§ **Your task**: Produce a word-for-word copy of the listing below without its pictures.

-- BEGIN Data listing --

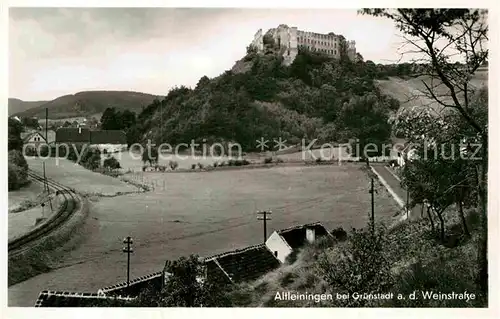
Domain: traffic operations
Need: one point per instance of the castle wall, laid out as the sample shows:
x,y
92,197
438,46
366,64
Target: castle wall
x,y
258,40
290,39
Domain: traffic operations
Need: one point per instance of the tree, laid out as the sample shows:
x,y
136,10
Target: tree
x,y
91,158
111,163
442,37
126,119
110,119
30,122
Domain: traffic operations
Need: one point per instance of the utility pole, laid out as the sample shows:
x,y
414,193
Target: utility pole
x,y
128,250
46,125
407,203
46,186
372,192
265,217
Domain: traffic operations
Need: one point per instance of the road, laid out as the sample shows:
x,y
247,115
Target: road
x,y
393,181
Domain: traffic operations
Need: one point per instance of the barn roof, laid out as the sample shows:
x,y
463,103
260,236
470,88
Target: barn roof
x,y
246,264
72,135
108,137
78,299
135,285
295,236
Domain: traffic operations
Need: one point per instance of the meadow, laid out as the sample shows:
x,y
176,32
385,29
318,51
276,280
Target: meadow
x,y
205,213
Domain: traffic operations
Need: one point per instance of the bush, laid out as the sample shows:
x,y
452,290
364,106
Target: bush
x,y
339,233
173,165
362,266
13,177
17,158
111,163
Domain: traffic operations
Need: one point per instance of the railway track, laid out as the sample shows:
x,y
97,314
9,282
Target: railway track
x,y
65,211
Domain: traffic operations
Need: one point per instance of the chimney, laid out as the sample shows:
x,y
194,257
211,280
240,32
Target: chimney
x,y
310,234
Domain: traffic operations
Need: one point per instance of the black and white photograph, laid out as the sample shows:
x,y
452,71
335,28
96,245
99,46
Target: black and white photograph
x,y
240,157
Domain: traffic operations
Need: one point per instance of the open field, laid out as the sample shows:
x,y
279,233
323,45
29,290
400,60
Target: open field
x,y
75,176
27,193
22,222
132,161
205,213
412,92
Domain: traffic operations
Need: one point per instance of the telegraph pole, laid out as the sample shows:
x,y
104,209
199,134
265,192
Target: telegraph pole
x,y
372,192
128,250
46,187
265,217
407,203
46,125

-- END Data listing --

§ **Exercise answer**:
Domain: traffic operations
Need: one point per instance of the castle wall, laid out as the sample shows:
x,y
92,197
438,46
366,64
Target: castle wall
x,y
258,40
290,39
Domain: traffic operations
Need: one point per instance of the tree, laid out as the sample shows:
x,y
136,10
Target: tree
x,y
91,158
111,163
442,37
126,119
110,119
30,122
Domain: traffic operations
Need: one point per instance of the utility pole, laid out as the sample shows:
x,y
414,193
Target: utility pole
x,y
128,250
46,125
407,203
46,186
372,192
265,217
Domain: traffic operations
Need: one point per instance of the road, laid out as the sample shows:
x,y
247,115
Target: road
x,y
393,181
Domain: traffic operations
Need: one point per instance of the barn roof, laid out as the sample shows:
x,y
463,103
260,236
470,88
Target: barn roof
x,y
246,264
72,135
108,137
78,299
135,285
295,236
Domain: traffic operations
Need: one point per instance of the meadow, laid out as the sample shows:
x,y
176,32
385,29
318,51
276,280
Target: meadow
x,y
205,213
Domain: traffic operations
Need: one point per instance of the bush, laid out as the sample shows:
x,y
452,290
364,106
Target: bush
x,y
339,233
173,165
362,266
13,177
17,158
111,163
Domain: traffic operations
Need: one point per instance of the railway track, laid out as the sample shows:
x,y
97,314
9,282
Target: railway track
x,y
65,211
Domain: traffic operations
Need: one point per instance of the chimney, laid out as the sample shows:
x,y
194,257
211,280
240,32
Target: chimney
x,y
310,234
Domain: traffic operations
Need: one point per instance of the black and white photograph, laid out as the sample shows:
x,y
452,71
335,28
96,245
99,46
Target: black and white photograph
x,y
240,157
Domain: traffic operations
Need: one point per instance of the open field, laid out as the sample shows:
x,y
279,233
323,45
29,290
400,60
Target: open field
x,y
75,176
27,193
22,222
132,161
205,213
412,92
Domain: traffic operations
Need: one point per instance of the telegraph pole, laid out as the sample shows:
x,y
104,209
199,134
265,192
Target: telegraph pole
x,y
372,192
128,250
46,187
265,217
407,203
46,125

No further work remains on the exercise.